### Quoted text
Theorem 5.5.11 in Durrett says: "If $p$ is irreducible and has stationary distribution $\pi$, then $\pi(x)=\frac{1}{E_x[T_x]}$." Here $T_x$ is the first positive time the Markov chain visits state $x$, so $E_x[T_x]$ is the expected time to return to state $x$ starting in state $x$. This would imply that the stationary distribution $\pi$ is unique.
However, I noticed the proof of this theorem cites Theorem 5.5.9, which says "If $p$ is irreducible and recurrent (i.e., all states are) then the stationary measure is unique up to constant multiples." So is the recurrence assumption also necessary for Theorem 5.5.11?
######
Written request 1: In the Durrett question, rewrite the passage between "Theorem 5.5.11 in" and "distribution $\pi$ is unique.", inclusive, changing "expected time" to "average time".
Written request 2: List each distinct expression written between dollar signs in the Durrett question, in order of first appearance.
### Information given
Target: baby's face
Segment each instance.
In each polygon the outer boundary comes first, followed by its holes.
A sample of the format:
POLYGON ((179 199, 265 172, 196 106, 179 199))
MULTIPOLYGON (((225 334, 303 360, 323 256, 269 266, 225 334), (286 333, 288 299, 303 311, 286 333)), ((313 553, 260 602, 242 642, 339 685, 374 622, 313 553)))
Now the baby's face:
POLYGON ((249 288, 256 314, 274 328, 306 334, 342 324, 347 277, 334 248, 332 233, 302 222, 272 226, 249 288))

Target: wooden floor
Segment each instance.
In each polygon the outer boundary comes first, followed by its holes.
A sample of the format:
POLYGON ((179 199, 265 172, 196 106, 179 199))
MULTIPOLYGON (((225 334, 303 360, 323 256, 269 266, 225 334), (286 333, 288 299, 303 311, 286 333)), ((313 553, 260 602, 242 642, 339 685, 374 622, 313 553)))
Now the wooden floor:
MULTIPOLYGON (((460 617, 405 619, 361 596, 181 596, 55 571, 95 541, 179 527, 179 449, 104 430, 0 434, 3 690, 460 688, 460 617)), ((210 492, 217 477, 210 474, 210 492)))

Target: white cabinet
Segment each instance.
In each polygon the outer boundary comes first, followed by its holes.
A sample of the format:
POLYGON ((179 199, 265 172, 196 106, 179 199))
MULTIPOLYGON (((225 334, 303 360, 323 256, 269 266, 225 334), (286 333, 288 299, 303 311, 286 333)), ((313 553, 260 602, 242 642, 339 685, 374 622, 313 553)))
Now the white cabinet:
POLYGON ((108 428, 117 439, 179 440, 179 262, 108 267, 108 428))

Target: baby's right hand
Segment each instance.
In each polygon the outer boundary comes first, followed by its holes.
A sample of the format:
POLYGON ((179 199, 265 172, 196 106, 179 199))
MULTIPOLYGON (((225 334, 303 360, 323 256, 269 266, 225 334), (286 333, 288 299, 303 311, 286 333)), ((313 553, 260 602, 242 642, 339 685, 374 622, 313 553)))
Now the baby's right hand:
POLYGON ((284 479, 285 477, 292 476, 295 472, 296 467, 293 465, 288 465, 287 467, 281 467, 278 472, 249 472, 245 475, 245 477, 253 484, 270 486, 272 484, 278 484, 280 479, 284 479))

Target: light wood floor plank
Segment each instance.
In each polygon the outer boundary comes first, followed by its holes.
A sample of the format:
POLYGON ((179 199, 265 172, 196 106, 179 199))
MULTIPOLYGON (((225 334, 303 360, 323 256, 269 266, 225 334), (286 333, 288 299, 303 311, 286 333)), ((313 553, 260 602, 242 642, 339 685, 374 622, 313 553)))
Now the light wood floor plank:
######
Correct result 1:
Theorem 5.5.11 in Durrett says: "If $p$ is irreducible and has stationary distribution $\pi$, then $\pi(x)=\frac{1}{E_x[T_x]}$." Here $T_x$ is the first positive time the Markov chain visits state $x$, so $E_x[T_x]$ is the average time to return to state $x$ starting in state $x$. This would imply that the stationary distribution $\pi$ is unique.

Correct result 2:
$p$
$\pi$
$\pi(x)=\frac{1}{E_x[T_x]}$
$T_x$
$x$
$E_x[T_x]$